PROBLEM REQUIREMENTS: How many lines of the records contain the string "church"? Reply with the number alone.
=-=-=
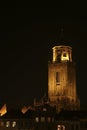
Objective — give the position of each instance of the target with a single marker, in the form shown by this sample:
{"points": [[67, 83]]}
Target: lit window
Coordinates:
{"points": [[57, 77], [37, 119], [44, 109], [1, 123], [42, 119], [49, 119], [52, 119], [64, 54], [13, 123], [7, 123], [60, 127]]}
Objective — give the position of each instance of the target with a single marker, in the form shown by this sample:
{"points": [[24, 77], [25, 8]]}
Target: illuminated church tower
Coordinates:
{"points": [[62, 79]]}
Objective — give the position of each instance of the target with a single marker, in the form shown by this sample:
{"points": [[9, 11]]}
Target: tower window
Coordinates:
{"points": [[57, 77], [64, 54]]}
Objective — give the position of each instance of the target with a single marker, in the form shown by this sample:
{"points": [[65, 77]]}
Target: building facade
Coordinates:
{"points": [[62, 79]]}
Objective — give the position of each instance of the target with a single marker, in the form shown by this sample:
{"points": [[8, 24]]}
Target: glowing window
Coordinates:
{"points": [[37, 119], [1, 123], [57, 77], [60, 127], [13, 123], [49, 119], [42, 119], [64, 54], [7, 123]]}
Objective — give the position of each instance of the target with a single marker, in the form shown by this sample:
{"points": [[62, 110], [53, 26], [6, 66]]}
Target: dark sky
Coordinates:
{"points": [[26, 39]]}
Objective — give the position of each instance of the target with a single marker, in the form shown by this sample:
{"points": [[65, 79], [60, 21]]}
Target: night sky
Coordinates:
{"points": [[26, 40]]}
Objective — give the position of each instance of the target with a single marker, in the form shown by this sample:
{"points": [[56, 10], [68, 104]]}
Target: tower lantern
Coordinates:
{"points": [[62, 79], [62, 53]]}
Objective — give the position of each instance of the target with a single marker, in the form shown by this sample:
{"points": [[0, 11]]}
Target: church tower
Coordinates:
{"points": [[62, 79]]}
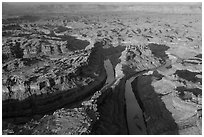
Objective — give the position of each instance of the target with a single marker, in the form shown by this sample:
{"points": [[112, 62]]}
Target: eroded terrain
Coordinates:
{"points": [[67, 73]]}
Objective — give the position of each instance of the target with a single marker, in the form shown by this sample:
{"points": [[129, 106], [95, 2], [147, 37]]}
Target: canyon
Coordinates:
{"points": [[128, 72]]}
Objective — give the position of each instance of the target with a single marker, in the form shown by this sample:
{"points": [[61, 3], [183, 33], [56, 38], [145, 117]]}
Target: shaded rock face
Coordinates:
{"points": [[157, 117], [111, 108], [52, 62]]}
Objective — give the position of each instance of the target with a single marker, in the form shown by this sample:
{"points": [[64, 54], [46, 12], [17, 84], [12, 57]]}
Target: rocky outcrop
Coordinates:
{"points": [[48, 101], [111, 108]]}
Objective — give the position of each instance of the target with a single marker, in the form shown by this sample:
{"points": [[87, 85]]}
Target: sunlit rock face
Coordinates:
{"points": [[54, 77]]}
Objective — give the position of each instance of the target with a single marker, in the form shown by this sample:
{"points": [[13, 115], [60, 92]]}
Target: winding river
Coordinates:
{"points": [[136, 125]]}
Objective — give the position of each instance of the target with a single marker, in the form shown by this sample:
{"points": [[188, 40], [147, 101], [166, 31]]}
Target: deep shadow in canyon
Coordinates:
{"points": [[158, 119]]}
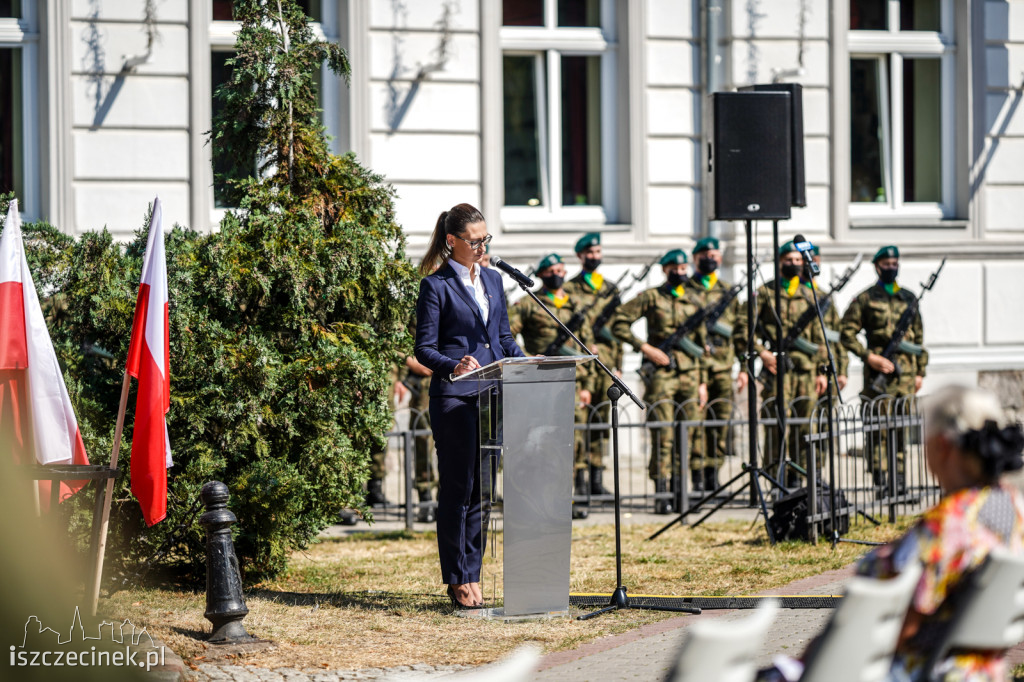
=-=-=
FINAL RESULT: 2